(Data items)

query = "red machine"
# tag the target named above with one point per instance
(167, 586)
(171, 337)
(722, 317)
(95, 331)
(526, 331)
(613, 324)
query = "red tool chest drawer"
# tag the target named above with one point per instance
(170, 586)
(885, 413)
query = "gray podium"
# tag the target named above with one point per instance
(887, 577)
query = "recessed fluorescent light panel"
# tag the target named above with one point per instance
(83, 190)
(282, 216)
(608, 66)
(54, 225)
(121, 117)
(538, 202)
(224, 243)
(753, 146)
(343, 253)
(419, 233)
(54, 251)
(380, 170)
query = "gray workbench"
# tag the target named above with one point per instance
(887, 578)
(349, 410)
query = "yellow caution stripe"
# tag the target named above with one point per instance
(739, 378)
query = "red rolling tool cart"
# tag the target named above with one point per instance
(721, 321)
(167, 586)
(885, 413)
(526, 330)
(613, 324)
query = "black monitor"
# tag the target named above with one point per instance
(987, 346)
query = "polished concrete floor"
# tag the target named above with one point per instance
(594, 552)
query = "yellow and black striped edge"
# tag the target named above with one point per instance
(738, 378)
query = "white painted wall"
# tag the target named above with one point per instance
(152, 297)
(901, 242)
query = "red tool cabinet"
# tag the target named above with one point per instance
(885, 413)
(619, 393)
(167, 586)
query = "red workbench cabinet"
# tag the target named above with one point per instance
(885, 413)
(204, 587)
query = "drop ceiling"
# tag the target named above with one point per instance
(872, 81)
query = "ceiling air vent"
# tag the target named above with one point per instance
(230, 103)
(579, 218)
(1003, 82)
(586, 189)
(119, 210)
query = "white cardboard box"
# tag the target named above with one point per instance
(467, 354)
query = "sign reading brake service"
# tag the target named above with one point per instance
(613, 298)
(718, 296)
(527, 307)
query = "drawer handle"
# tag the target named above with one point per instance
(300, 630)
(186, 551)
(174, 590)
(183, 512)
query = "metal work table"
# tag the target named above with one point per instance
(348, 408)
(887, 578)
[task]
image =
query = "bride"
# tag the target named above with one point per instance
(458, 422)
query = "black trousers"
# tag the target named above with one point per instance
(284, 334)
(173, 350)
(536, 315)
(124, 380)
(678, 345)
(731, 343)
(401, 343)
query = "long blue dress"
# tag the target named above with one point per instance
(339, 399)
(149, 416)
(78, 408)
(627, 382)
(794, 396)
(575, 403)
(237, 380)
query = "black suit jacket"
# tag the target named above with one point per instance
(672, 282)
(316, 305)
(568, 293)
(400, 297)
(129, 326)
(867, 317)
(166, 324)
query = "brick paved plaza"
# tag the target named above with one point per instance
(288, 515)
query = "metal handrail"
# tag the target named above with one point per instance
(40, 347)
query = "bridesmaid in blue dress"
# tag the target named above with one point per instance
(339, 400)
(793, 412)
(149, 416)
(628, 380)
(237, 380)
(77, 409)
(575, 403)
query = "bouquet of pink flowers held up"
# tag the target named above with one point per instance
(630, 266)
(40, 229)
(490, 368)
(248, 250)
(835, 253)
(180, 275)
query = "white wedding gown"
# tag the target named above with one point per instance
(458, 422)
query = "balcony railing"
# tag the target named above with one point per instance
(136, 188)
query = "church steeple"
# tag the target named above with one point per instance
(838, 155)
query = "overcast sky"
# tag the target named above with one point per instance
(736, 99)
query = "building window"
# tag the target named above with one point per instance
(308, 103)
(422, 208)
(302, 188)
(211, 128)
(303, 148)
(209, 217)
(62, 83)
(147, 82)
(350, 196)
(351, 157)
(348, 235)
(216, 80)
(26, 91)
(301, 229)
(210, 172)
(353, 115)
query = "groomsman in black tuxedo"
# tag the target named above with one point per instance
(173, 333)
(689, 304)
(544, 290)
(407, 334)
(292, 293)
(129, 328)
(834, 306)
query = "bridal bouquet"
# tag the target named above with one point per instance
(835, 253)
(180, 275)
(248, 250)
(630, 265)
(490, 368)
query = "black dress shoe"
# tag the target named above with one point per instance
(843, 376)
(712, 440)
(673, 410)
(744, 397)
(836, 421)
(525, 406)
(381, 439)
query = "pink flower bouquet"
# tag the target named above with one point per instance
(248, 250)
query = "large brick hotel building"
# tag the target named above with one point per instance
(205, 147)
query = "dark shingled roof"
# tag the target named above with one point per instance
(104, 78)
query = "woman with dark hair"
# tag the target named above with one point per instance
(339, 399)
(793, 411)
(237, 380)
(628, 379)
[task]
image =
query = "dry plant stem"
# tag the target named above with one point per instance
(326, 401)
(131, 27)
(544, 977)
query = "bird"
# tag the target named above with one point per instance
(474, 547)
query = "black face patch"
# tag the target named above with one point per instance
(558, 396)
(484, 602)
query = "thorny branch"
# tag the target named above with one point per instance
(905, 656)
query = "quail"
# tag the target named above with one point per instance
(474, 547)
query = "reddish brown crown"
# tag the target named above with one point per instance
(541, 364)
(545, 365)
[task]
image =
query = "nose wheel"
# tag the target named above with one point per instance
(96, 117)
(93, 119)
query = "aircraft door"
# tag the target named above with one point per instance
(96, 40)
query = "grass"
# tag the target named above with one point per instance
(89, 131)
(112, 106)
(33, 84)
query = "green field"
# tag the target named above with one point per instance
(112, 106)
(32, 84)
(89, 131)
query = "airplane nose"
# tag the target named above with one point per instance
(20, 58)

_Task goal_. Lines of the data above that include the string "cabinet" must each be copied.

_Written response_.
query = "red tool cabinet"
query = "red workbench cabinet"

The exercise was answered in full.